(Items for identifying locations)
Begin
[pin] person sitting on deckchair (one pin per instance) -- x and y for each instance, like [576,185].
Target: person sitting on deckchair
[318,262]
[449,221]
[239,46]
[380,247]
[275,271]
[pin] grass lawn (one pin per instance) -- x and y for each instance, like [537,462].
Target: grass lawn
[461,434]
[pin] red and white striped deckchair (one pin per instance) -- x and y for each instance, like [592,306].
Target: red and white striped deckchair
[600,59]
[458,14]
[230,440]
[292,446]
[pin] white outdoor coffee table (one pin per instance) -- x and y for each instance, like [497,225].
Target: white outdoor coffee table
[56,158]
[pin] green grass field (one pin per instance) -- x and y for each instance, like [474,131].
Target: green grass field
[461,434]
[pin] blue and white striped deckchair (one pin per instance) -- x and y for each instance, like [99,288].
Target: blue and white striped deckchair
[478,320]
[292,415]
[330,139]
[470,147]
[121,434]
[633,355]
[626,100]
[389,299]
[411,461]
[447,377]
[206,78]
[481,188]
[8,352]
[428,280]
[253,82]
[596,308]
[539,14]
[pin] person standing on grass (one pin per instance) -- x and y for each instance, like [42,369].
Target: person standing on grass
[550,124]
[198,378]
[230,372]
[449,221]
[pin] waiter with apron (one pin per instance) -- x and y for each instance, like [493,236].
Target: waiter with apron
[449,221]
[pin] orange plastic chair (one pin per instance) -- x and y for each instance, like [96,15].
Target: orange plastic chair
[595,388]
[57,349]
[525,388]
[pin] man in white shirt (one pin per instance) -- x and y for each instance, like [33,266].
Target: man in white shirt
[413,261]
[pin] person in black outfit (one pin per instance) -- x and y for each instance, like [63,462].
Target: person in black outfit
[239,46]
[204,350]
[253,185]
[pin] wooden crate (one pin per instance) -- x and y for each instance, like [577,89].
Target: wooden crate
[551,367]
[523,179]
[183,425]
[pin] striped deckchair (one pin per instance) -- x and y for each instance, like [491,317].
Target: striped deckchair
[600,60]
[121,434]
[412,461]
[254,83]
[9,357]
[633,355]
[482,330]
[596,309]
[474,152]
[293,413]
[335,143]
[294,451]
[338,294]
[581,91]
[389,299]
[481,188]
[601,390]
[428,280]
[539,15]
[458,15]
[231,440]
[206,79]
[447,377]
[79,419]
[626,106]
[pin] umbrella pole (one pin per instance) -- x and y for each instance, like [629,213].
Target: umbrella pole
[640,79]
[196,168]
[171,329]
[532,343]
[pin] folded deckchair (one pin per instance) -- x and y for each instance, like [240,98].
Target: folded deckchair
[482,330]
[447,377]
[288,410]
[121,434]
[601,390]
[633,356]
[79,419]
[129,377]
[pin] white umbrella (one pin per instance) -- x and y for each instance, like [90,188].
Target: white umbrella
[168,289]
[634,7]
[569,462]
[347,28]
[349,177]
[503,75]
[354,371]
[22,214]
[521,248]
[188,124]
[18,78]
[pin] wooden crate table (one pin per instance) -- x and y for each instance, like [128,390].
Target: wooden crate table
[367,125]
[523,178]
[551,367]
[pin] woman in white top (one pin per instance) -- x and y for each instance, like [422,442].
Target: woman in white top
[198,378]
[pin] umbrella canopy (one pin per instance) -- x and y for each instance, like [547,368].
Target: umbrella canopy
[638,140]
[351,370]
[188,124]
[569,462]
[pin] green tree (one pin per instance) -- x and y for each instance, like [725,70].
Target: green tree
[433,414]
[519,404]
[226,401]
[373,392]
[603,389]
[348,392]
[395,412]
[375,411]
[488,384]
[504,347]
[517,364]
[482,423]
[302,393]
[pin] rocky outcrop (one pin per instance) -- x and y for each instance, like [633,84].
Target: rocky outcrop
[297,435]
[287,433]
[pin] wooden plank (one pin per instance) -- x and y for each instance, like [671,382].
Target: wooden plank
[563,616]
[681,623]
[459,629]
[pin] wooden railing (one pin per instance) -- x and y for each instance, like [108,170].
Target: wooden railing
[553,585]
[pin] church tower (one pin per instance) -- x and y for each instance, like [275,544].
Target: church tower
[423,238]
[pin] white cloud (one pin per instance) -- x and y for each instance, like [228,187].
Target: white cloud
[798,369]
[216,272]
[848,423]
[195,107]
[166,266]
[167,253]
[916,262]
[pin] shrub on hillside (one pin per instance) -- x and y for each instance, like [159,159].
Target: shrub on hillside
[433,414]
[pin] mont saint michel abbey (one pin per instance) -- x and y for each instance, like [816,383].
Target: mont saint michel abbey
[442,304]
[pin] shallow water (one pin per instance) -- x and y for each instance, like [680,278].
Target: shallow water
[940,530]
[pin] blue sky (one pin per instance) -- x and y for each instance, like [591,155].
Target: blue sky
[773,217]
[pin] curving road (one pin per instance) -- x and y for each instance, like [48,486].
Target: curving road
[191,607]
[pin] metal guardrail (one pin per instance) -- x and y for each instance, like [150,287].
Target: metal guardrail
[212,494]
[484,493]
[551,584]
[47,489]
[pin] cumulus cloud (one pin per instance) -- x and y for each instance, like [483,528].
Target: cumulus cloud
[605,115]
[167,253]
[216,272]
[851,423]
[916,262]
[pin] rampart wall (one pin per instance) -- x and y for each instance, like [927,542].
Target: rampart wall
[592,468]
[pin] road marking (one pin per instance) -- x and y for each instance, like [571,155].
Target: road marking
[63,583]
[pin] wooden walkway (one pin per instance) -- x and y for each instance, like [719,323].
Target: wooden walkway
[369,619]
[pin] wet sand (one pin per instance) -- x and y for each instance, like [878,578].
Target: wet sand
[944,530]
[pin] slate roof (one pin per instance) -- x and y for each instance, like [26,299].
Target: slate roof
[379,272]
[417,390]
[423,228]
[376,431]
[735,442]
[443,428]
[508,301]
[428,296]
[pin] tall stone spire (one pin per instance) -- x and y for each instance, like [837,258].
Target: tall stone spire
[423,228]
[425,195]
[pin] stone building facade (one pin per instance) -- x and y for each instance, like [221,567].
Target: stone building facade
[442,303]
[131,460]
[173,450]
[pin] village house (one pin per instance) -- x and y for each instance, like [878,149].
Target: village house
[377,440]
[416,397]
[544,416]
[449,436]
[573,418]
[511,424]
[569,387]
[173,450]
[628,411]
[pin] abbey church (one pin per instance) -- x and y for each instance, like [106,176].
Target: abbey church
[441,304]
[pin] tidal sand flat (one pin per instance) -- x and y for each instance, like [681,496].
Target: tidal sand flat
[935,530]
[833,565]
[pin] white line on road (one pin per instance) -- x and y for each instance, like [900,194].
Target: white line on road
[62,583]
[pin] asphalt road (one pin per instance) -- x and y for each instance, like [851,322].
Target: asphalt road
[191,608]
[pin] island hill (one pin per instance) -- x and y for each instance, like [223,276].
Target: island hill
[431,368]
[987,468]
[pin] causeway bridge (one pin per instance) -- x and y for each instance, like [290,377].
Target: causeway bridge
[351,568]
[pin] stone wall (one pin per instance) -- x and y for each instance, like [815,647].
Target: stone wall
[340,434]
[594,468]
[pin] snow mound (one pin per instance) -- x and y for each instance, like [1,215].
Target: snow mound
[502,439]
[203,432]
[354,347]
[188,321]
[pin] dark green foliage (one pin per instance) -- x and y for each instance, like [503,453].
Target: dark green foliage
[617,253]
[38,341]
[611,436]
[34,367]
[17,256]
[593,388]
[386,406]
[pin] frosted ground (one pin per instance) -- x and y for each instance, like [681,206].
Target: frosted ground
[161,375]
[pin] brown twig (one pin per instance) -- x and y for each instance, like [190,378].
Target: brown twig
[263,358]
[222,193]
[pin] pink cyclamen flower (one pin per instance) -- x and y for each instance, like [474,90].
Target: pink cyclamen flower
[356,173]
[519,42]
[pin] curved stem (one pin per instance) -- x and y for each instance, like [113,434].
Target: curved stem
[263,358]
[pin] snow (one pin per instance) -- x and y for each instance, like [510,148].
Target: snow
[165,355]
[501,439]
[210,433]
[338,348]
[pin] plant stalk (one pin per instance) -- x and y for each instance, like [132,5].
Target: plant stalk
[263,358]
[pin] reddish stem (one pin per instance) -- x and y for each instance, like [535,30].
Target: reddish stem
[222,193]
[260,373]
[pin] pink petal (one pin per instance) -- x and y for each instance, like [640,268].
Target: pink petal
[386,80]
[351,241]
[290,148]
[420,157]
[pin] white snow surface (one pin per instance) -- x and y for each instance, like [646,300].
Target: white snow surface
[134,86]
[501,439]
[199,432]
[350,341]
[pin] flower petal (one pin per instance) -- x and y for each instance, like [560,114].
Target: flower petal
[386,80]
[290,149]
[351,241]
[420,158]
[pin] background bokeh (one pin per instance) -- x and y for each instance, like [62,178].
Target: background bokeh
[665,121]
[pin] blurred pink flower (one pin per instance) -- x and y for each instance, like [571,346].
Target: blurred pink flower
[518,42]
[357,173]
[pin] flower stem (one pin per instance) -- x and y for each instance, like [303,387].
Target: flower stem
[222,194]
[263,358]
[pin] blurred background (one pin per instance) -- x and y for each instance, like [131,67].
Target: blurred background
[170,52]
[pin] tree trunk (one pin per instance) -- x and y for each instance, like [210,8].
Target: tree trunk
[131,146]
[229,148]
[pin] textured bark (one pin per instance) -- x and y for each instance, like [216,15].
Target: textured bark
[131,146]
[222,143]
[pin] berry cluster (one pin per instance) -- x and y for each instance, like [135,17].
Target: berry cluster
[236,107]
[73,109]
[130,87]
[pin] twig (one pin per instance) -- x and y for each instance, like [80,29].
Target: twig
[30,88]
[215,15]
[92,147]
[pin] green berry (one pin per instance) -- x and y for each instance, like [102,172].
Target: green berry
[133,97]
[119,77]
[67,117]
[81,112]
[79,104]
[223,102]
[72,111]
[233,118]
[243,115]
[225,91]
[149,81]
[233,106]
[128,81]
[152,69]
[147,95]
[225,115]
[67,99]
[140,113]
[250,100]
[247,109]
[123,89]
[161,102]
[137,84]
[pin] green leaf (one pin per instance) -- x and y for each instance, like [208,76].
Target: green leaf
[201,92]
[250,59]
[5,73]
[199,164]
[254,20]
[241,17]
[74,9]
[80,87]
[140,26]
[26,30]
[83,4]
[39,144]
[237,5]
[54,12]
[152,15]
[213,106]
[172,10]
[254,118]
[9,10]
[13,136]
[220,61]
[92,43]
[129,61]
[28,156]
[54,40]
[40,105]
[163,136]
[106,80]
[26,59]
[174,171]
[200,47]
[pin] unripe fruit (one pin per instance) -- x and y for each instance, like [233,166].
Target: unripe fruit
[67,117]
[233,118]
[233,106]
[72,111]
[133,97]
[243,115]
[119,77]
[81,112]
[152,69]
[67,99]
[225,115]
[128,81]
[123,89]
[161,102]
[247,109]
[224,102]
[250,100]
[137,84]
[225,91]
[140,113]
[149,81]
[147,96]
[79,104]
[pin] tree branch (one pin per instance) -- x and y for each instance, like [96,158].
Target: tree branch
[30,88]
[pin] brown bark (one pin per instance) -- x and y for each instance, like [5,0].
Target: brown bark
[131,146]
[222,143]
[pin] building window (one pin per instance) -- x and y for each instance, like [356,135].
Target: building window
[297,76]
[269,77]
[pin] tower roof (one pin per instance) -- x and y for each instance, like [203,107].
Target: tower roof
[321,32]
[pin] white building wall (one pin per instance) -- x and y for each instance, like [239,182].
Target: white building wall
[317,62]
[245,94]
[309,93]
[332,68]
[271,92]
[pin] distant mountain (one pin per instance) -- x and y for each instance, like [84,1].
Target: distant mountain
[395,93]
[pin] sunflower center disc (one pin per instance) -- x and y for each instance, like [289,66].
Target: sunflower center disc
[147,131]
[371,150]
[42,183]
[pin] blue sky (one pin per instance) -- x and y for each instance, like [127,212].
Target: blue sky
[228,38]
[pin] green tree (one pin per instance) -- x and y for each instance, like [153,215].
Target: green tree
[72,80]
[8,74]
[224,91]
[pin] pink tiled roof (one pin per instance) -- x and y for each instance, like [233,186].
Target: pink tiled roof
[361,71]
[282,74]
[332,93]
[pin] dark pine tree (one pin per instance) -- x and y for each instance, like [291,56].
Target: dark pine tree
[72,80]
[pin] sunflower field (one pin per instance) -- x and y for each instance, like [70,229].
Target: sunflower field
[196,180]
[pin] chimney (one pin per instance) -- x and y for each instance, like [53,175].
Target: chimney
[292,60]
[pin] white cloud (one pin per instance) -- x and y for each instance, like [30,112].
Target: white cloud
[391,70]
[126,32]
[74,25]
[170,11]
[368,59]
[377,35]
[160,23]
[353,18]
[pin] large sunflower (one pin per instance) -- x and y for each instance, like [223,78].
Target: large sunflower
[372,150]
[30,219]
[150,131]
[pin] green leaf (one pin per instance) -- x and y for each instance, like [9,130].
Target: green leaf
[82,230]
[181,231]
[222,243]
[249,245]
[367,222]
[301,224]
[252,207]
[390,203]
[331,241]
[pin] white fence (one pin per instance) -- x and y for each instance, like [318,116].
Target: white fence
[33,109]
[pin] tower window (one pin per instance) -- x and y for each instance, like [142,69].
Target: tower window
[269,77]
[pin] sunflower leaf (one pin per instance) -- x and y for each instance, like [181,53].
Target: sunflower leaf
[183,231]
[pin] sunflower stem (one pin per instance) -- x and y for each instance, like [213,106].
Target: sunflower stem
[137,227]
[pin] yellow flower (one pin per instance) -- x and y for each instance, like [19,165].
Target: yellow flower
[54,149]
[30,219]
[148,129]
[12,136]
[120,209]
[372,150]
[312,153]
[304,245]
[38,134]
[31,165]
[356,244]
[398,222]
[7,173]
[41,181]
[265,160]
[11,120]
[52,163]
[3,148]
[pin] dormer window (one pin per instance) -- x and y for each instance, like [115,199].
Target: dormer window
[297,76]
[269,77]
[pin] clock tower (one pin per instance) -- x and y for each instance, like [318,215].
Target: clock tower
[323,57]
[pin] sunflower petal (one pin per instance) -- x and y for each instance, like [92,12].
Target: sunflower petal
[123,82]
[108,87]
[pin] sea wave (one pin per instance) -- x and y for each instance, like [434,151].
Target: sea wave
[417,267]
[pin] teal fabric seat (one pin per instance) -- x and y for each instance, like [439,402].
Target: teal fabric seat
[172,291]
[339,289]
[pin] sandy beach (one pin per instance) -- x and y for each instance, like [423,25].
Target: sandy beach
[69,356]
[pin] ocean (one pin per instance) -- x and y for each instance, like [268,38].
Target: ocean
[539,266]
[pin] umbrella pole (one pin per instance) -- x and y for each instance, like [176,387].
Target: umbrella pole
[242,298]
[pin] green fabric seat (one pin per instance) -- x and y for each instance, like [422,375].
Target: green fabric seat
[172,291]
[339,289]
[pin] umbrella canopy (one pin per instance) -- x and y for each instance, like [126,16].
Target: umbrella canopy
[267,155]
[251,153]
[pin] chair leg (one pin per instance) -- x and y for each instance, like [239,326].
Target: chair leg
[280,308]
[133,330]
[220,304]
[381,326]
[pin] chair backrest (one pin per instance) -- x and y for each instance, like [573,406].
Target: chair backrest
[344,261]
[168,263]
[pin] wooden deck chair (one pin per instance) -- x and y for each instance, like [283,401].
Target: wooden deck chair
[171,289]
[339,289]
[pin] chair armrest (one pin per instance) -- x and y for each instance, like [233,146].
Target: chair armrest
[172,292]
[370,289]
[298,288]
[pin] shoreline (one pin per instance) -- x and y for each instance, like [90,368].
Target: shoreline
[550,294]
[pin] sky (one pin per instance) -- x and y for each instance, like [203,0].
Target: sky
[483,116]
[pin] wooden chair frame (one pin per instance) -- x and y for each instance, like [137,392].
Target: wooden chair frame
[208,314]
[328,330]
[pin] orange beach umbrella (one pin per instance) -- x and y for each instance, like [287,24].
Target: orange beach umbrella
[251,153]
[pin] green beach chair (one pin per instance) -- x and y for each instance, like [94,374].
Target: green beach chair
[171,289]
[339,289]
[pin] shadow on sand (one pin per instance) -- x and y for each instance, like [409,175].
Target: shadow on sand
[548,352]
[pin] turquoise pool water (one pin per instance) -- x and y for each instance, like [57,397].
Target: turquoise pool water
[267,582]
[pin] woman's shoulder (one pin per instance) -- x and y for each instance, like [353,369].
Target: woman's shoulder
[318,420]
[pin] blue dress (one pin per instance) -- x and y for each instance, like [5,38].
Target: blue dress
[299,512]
End
#### Aim:
Output the lines from the one containing "[pin] woman's shoulder" through the end of the data above, both included, as a numbered list with any blank lines left out.

#### Worked solution:
1. [pin] woman's shoulder (one pin per instance) -- x and y for each instance, like [353,369].
2. Target: woman's shoulder
3. [318,420]
4. [pin] blue dress (one pin per instance) -- x and y for each instance, like [5,38].
5. Target: blue dress
6. [299,512]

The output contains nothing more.